• _SOURCE INFORMATION_
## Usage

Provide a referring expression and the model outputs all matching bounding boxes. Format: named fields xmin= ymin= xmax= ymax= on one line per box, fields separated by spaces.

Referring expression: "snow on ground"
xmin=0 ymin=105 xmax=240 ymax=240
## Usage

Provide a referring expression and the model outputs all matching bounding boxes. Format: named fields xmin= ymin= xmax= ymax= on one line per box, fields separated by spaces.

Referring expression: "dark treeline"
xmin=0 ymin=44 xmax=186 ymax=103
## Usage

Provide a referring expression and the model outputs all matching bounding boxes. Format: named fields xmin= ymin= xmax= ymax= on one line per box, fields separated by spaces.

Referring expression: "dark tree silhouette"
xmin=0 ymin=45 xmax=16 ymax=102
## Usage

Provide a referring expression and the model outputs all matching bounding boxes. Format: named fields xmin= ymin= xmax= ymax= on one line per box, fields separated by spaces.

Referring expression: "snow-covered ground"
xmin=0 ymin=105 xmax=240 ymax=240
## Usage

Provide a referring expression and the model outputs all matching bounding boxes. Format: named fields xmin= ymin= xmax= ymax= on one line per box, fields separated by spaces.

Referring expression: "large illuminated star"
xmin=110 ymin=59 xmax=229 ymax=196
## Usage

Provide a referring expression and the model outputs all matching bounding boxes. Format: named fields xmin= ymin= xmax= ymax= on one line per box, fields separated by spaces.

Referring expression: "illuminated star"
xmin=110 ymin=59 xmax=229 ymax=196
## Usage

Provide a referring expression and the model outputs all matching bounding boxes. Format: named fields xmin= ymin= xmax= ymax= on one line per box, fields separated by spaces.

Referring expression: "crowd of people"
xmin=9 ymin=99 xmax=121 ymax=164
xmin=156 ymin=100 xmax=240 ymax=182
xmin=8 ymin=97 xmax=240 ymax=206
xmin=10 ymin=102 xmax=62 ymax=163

• _TASK BRIEF_
Type out every record above once more, exactly.

• _TASK RESULT_
## Usage

Provide a referring expression and the model outputs all matching bounding boxes. Format: named fields xmin= ymin= xmax= ymax= on one line per box, fields separated by spaces.

Referring expression: "snow on ground"
xmin=0 ymin=105 xmax=240 ymax=240
## Usage

Provide a referring expression and the model outputs all matching bounding boxes. Format: named fields xmin= ymin= xmax= ymax= on one line per box, fields separated by spaces.

Referring expression: "dark treeline"
xmin=0 ymin=44 xmax=186 ymax=103
## Usage

Provide a referring expression and the model outputs all matching bounding boxes. Format: named fields xmin= ymin= xmax= ymax= on one line per box, fields separated by spaces.

Referring expression: "dark tree silhouette"
xmin=0 ymin=45 xmax=16 ymax=102
## Usage

Provide a referring expression and the model outputs all matching bounding boxes. Format: named fields xmin= ymin= xmax= ymax= on one line per box, fields separated by spaces.

Referring expression: "snow-covered ground"
xmin=0 ymin=105 xmax=240 ymax=240
## Usage

Provide a referring expression and the model outputs all matching bounding boxes. Format: named fields xmin= ymin= xmax= ymax= on one line per box, fields separated by spaces.

Referring expression: "large illuminated star"
xmin=110 ymin=59 xmax=229 ymax=196
## Usage

Provide a referring expression and the model outputs all matching bounding boxes. Format: named fields xmin= ymin= xmax= ymax= on one line per box, fields separated by spaces.

Referring expression: "illuminated star"
xmin=110 ymin=59 xmax=229 ymax=196
## Usage

Provide a referring expression and the model outputs all matching bounding boxes. Format: named fields xmin= ymin= xmax= ymax= on one line per box, fields separated by spaces.

Referring expression: "crowd of people"
xmin=9 ymin=99 xmax=121 ymax=164
xmin=156 ymin=100 xmax=240 ymax=182
xmin=8 ymin=97 xmax=240 ymax=206
xmin=10 ymin=102 xmax=62 ymax=163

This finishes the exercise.